Would you give the records below again, exactly and completely?

>>>

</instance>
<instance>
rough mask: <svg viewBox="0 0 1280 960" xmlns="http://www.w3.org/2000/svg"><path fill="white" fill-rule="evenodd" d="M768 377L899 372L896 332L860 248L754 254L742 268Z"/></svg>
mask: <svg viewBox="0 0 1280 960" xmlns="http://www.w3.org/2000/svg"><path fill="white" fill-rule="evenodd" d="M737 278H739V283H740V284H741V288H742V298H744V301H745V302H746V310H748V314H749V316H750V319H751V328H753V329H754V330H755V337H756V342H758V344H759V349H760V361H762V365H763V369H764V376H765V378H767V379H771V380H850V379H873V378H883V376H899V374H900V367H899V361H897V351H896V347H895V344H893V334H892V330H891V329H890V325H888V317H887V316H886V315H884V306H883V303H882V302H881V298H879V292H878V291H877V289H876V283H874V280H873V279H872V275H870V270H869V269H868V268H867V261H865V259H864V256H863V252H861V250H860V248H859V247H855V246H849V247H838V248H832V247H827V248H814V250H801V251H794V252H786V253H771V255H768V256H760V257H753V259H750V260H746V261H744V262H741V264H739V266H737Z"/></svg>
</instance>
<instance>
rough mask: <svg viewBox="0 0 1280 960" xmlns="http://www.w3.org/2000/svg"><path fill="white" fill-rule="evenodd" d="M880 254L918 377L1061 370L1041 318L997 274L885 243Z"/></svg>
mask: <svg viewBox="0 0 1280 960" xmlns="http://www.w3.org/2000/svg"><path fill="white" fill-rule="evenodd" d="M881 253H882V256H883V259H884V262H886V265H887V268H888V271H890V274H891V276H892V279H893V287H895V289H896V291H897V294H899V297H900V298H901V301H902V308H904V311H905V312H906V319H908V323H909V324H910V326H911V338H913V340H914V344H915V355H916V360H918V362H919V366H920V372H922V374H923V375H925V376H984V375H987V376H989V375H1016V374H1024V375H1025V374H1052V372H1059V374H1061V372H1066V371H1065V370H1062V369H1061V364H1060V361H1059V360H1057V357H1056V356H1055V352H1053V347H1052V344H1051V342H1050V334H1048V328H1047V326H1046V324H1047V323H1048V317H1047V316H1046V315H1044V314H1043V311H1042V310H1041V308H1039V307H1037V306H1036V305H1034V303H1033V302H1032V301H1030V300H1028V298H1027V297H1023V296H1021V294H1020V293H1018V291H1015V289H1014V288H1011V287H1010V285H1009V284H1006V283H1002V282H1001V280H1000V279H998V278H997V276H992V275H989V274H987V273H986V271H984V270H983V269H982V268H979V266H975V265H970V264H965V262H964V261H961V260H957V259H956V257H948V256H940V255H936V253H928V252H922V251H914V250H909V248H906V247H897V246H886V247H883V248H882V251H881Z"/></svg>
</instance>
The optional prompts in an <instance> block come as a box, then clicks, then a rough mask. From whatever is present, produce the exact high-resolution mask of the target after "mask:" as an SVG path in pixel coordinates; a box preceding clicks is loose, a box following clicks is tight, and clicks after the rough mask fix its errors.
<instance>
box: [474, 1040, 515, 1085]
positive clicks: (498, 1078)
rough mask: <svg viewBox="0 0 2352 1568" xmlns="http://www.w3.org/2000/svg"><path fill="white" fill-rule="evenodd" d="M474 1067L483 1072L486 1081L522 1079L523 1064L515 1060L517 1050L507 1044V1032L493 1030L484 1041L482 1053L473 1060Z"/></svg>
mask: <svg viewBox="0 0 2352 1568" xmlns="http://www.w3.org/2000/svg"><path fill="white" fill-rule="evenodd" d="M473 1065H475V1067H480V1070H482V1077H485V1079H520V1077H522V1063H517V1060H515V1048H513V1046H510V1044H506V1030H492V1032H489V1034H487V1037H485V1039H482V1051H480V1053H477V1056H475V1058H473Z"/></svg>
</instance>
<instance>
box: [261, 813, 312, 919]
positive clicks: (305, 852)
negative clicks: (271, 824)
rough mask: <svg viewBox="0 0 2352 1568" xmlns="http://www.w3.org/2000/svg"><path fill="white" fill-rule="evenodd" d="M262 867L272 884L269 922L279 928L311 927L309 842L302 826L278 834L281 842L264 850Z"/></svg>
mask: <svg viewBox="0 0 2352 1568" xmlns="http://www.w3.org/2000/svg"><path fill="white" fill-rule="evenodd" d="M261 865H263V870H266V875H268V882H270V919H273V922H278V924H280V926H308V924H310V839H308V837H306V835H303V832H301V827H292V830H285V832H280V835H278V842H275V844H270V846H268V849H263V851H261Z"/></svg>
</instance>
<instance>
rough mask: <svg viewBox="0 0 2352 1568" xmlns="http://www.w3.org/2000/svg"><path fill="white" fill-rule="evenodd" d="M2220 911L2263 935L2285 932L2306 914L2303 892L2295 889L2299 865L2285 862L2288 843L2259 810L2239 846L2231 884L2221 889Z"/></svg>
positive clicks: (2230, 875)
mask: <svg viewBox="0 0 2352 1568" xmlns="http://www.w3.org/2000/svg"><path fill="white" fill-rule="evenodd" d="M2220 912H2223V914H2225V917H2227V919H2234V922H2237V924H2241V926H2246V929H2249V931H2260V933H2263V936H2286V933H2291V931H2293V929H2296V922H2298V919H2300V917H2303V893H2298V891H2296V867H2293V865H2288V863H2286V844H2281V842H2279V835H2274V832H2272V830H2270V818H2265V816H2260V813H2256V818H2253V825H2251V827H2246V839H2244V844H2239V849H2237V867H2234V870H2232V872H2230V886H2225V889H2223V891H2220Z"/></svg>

<<<

-- ANSWER TO THIS PROBLEM --
</instance>
<instance>
rough mask: <svg viewBox="0 0 1280 960" xmlns="http://www.w3.org/2000/svg"><path fill="white" fill-rule="evenodd" d="M768 377L899 372L896 332L860 248L754 254L742 268Z"/></svg>
mask: <svg viewBox="0 0 1280 960" xmlns="http://www.w3.org/2000/svg"><path fill="white" fill-rule="evenodd" d="M737 278H739V283H740V284H741V288H742V298H744V301H745V302H746V310H748V314H749V316H750V319H751V328H753V329H754V330H755V337H756V342H758V344H759V349H760V361H762V365H763V369H764V376H765V378H767V379H771V380H850V379H873V378H883V376H899V374H900V367H899V361H897V351H896V347H895V344H893V334H892V330H891V329H890V325H888V317H887V316H886V315H884V306H883V303H882V302H881V298H879V292H878V291H877V289H876V283H874V280H873V279H872V275H870V270H869V269H868V268H867V261H865V259H864V256H863V252H861V250H860V248H859V247H855V246H849V247H838V248H832V247H827V248H814V250H801V251H794V252H786V253H771V255H768V256H760V257H753V259H750V260H746V261H744V262H741V264H739V266H737Z"/></svg>
</instance>
<instance>
rough mask: <svg viewBox="0 0 1280 960" xmlns="http://www.w3.org/2000/svg"><path fill="white" fill-rule="evenodd" d="M880 254L918 377L1061 370L1041 318L997 274L885 243Z"/></svg>
mask: <svg viewBox="0 0 1280 960" xmlns="http://www.w3.org/2000/svg"><path fill="white" fill-rule="evenodd" d="M881 253H882V256H883V259H884V262H886V265H887V268H888V271H890V274H891V276H892V279H893V287H895V289H896V291H897V294H899V297H900V298H901V301H902V308H904V311H905V312H906V319H908V323H909V324H910V326H911V338H913V340H914V344H915V355H916V360H918V362H919V366H920V372H922V374H923V375H925V376H984V375H987V376H989V375H1016V374H1024V375H1025V374H1052V372H1059V374H1061V372H1066V371H1065V370H1062V369H1061V364H1060V361H1059V360H1057V357H1056V356H1055V352H1053V347H1052V344H1051V342H1050V334H1048V328H1047V326H1046V324H1047V323H1048V317H1047V316H1046V315H1044V314H1043V311H1042V310H1041V308H1039V307H1037V306H1036V305H1034V303H1033V302H1032V301H1030V300H1028V298H1027V297H1023V296H1021V294H1020V293H1018V291H1015V289H1014V288H1011V287H1010V285H1009V284H1006V283H1002V282H1001V280H1000V279H998V278H997V276H992V275H989V274H987V273H986V271H984V270H983V269H982V268H979V266H975V265H970V264H965V262H964V261H961V260H957V259H956V257H948V256H940V255H936V253H928V252H922V251H914V250H909V248H906V247H897V246H886V247H883V248H882V251H881Z"/></svg>
</instance>
The optional prompts in an <instance> block come as a box, then clicks, then a rough mask. From whatever is present, produce the exact high-resolution mask of the target after "mask:" as an SVG path in pixel coordinates; a box preceding clicks is loose, a box following clicks is tight, and clicks after the rough mask fix its errors.
<instance>
box: [474, 1040, 515, 1085]
positive clicks: (498, 1078)
rough mask: <svg viewBox="0 0 2352 1568" xmlns="http://www.w3.org/2000/svg"><path fill="white" fill-rule="evenodd" d="M474 1067L483 1072L486 1081L522 1079L523 1064L515 1060L517 1050L507 1044V1032L493 1030L484 1041L482 1053L473 1060Z"/></svg>
mask: <svg viewBox="0 0 2352 1568" xmlns="http://www.w3.org/2000/svg"><path fill="white" fill-rule="evenodd" d="M473 1065H475V1067H480V1070H482V1077H485V1079H520V1077H522V1063H517V1060H515V1048H513V1046H510V1044H506V1030H492V1032H489V1034H487V1037H485V1039H482V1051H480V1053H477V1056H475V1058H473Z"/></svg>
</instance>
<instance>
box: [261, 813, 312, 919]
positive clicks: (305, 852)
negative clicks: (271, 824)
rough mask: <svg viewBox="0 0 2352 1568" xmlns="http://www.w3.org/2000/svg"><path fill="white" fill-rule="evenodd" d="M262 867L272 884L269 922L279 928L311 927L309 842L302 826L278 834L281 842L264 850Z"/></svg>
mask: <svg viewBox="0 0 2352 1568" xmlns="http://www.w3.org/2000/svg"><path fill="white" fill-rule="evenodd" d="M261 865H263V870H266V875H268V882H270V919H273V922H278V924H280V926H308V924H310V839H308V837H306V835H303V832H301V827H292V830H285V832H280V835H278V842H275V844H270V846H268V849H263V851H261Z"/></svg>
</instance>
<instance>
rough mask: <svg viewBox="0 0 2352 1568" xmlns="http://www.w3.org/2000/svg"><path fill="white" fill-rule="evenodd" d="M2220 911L2263 935L2285 932L2306 914L2303 892L2295 889L2299 865L2285 862L2288 843L2259 810L2239 846L2231 884L2221 889Z"/></svg>
positive clicks: (2230, 875)
mask: <svg viewBox="0 0 2352 1568" xmlns="http://www.w3.org/2000/svg"><path fill="white" fill-rule="evenodd" d="M2220 912H2223V914H2225V917H2227V919H2234V922H2237V924H2241V926H2246V929H2249V931H2260V933H2263V936H2286V933H2291V931H2293V929H2296V922H2298V919H2300V917H2303V893H2298V891H2296V867H2293V865H2288V863H2286V844H2281V842H2279V835H2274V832H2272V830H2270V818H2265V816H2260V813H2256V818H2253V825H2251V827H2246V839H2244V844H2239V849H2237V867H2234V870H2232V872H2230V886H2225V889H2223V891H2220Z"/></svg>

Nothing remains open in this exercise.